REQUIRED TASK A: Retype the stretch of the kefir and cheese text from "Farmhouse cheddar –" through "before the rennet)", keeping every word and mark as it appears.

EXTRACTED TEXT:
I ordered my live grains from Fusion Teas on Amazon. The grains required about 4 days, changing the milk each day to revive from the stresses of mailing. The amount of grains grows each day as well so you can easily pass some to friends if they are interested in kefir. 1 Tbs. grains makes 2-6 cups of kefir so you will quickly be swimming in a sea of kefir.
To propagate kefir:
- Sanitize pot, wooden spoon and thermometer in boiling water.
- Heat milk to 86F (do not skip this step or your growth will be retarded)
- Pour milk in mason jars
- Add kefir grains with wood implements ONLY
- Loosely cap or if you can replace the canning lid with cloth for airflow
- Let sit at room temperature for 24 hours
- Drain room temperature kefir in cheesecloth overnight and you will have kefir cheese! A smooth, spreadable, tangy cheese than you can add garlic and herbs to and eat with crackers or bruschettini.
Farmhouse cheddar –
While the other cheeses are pretty simple, this was a bit more complex so if you want to make this, look up the recipe! I watched Gavin Webber’s video on how to make a cheddar and bandage wrap it before I made this. A farmhouse cheddar is slightly different than a traditional cheddar. It doesn’t have the cheddaring step! Cheddaring happens after draining the curds but before pressing the cheese. It involves cutting, stacking and milling the curd. This process involves a change in pH and continues the draining process.
Here are the steps to a farmhouse cheddar:
- Heat and rennet the milk (CaCl2 before the rennet)

PROVIDED MATERIAL:
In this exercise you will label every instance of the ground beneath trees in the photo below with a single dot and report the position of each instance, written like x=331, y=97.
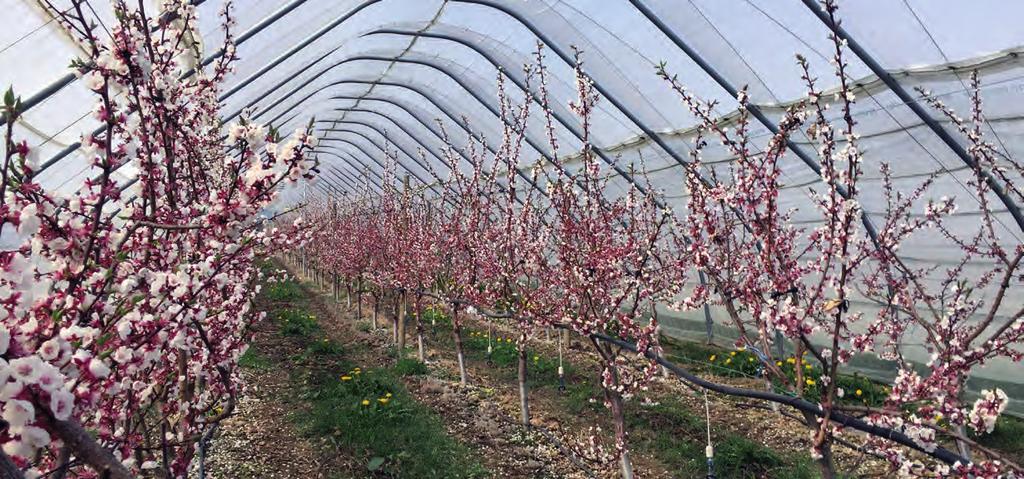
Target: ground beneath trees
x=271, y=435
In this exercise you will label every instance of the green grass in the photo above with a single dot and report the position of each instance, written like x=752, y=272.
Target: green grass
x=371, y=412
x=297, y=321
x=675, y=435
x=858, y=389
x=367, y=412
x=410, y=366
x=1007, y=437
x=253, y=359
x=283, y=291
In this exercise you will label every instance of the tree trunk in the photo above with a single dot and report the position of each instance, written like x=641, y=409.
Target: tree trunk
x=619, y=417
x=825, y=464
x=377, y=303
x=523, y=392
x=421, y=354
x=457, y=331
x=88, y=450
x=399, y=316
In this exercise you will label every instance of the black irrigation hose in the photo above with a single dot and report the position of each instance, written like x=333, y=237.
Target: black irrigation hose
x=804, y=405
x=847, y=421
x=940, y=453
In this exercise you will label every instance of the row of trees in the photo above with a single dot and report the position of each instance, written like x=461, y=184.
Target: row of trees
x=572, y=255
x=126, y=308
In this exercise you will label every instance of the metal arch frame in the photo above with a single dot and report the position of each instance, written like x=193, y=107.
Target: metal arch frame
x=298, y=47
x=344, y=179
x=419, y=91
x=364, y=151
x=472, y=93
x=557, y=115
x=571, y=62
x=395, y=123
x=278, y=85
x=429, y=128
x=377, y=129
x=918, y=110
x=425, y=124
x=384, y=134
x=341, y=174
x=439, y=69
x=432, y=186
x=376, y=180
x=335, y=151
x=753, y=109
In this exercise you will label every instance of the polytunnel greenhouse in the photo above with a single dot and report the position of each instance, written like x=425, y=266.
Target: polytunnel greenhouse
x=530, y=238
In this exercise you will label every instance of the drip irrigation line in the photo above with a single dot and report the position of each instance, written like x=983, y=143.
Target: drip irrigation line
x=798, y=403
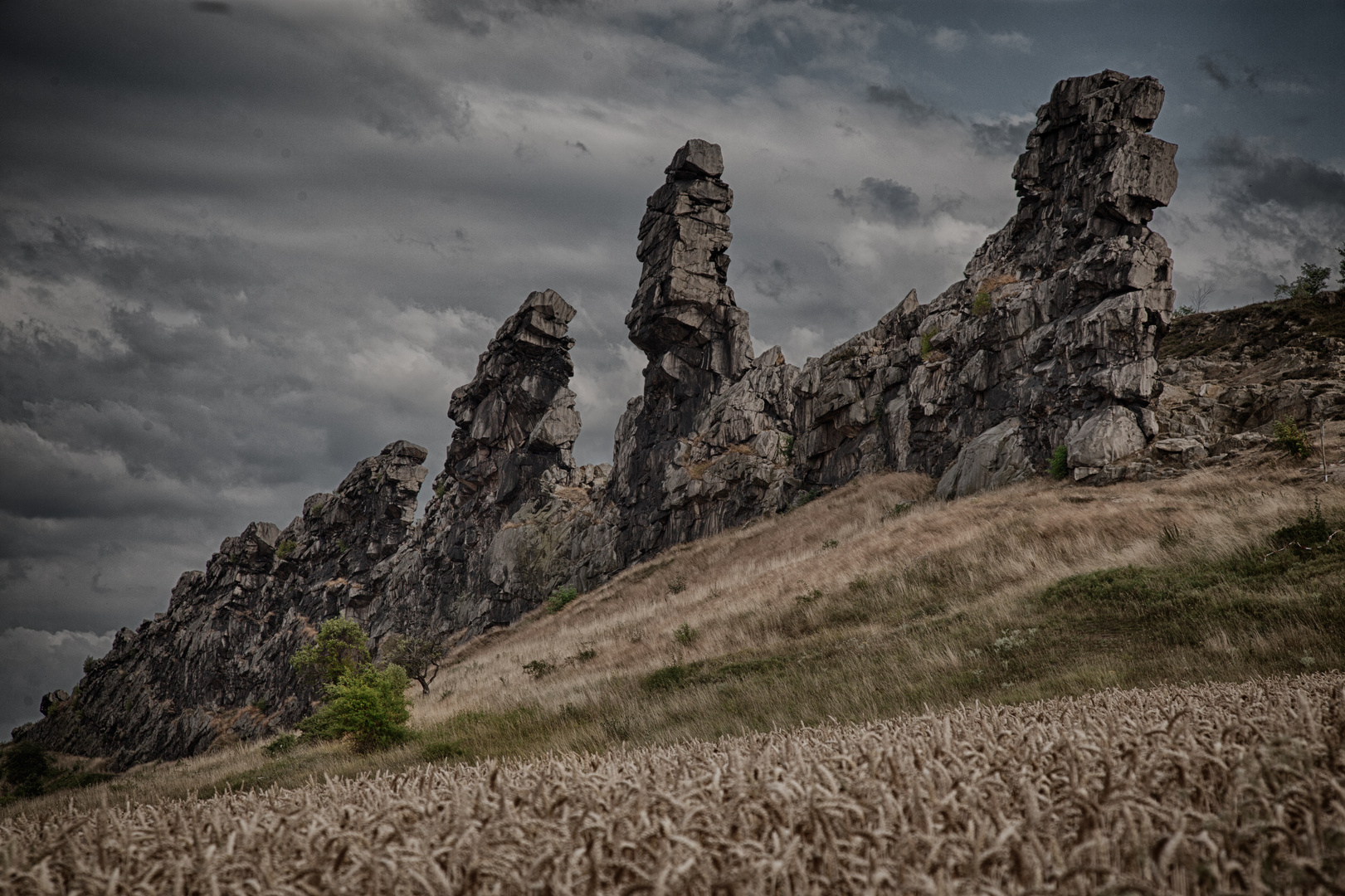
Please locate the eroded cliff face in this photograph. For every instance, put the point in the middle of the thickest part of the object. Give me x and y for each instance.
(1050, 339)
(704, 447)
(513, 517)
(217, 664)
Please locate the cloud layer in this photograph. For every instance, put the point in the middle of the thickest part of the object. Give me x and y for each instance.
(245, 244)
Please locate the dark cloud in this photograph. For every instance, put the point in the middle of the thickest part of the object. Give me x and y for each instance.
(240, 252)
(1002, 138)
(900, 100)
(1262, 178)
(879, 199)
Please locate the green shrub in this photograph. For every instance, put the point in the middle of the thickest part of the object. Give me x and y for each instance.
(1306, 532)
(441, 750)
(670, 677)
(1310, 281)
(538, 669)
(339, 651)
(685, 635)
(417, 655)
(1291, 439)
(281, 746)
(560, 597)
(366, 705)
(26, 766)
(1060, 463)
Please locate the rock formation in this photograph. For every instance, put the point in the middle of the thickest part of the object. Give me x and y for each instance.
(217, 664)
(1050, 339)
(504, 525)
(705, 446)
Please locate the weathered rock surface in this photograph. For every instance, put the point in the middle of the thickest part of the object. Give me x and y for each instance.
(513, 517)
(217, 664)
(706, 444)
(1055, 324)
(1050, 339)
(1239, 370)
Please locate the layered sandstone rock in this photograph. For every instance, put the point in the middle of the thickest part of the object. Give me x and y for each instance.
(1048, 341)
(510, 506)
(1055, 324)
(706, 446)
(217, 664)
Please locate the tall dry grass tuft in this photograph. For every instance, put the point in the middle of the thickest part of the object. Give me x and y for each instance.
(1212, 789)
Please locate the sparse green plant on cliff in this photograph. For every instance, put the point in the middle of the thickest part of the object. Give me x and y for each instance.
(538, 669)
(560, 597)
(927, 343)
(1291, 439)
(1060, 463)
(1310, 281)
(417, 655)
(368, 705)
(340, 650)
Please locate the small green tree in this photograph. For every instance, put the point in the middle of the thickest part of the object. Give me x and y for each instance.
(417, 655)
(368, 705)
(340, 649)
(1060, 463)
(1310, 281)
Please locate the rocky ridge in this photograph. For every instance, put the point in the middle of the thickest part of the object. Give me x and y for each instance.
(1050, 339)
(216, 666)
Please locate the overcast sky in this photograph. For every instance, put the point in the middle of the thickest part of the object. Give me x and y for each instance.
(246, 244)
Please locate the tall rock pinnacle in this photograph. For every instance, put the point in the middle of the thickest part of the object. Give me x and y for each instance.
(667, 483)
(684, 316)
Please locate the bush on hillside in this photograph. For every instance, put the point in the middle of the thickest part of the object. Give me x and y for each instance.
(560, 597)
(366, 705)
(417, 655)
(340, 650)
(1060, 463)
(1291, 439)
(1310, 281)
(26, 766)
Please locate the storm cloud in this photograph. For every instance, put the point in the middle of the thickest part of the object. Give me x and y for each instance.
(246, 244)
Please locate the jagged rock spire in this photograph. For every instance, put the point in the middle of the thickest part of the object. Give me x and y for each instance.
(217, 664)
(517, 417)
(684, 316)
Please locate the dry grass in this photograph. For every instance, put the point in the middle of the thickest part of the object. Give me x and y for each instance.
(844, 610)
(894, 606)
(1213, 789)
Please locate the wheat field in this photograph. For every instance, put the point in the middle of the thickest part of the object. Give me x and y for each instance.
(1206, 789)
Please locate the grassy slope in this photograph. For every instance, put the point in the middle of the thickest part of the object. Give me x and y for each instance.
(845, 610)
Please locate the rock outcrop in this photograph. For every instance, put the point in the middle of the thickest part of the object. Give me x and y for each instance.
(216, 666)
(1048, 341)
(706, 444)
(511, 512)
(1055, 324)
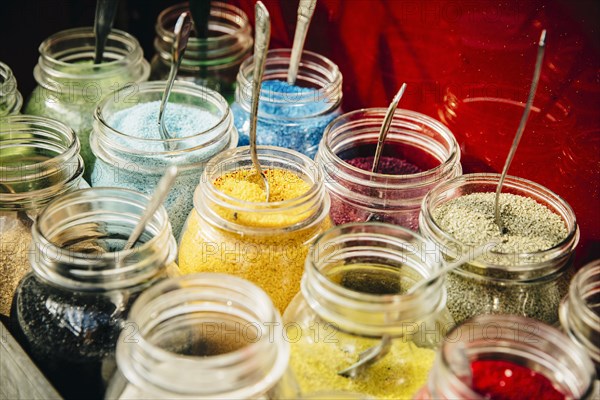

REQUIRED TASK B: Copy out each line of the rows that contains the string "frame".

CORRECT OUTPUT A:
Farmhouse cheddar –
While the other cheeses are pretty simple, this was a bit more complex so if you want to make this, look up the recipe! I watched Gavin Webber’s video on how to make a cheddar and bandage wrap it before I made this. A farmhouse cheddar is slightly different than a traditional cheddar. It doesn’t have the cheddaring step! Cheddaring happens after draining the curds but before pressing the cheese. It involves cutting, stacking and milling the curd. This process involves a change in pH and continues the draining process.
Here are the steps to a farmhouse cheddar:
- Heat and rennet the milk (CaCl2 before the rennet)

CORRECT OUTPUT B:
In this exercise you will label every instance of the metal arch frame in the photo above with a single dot and report the position of each instance, written like x=193, y=107.
Target: metal arch frame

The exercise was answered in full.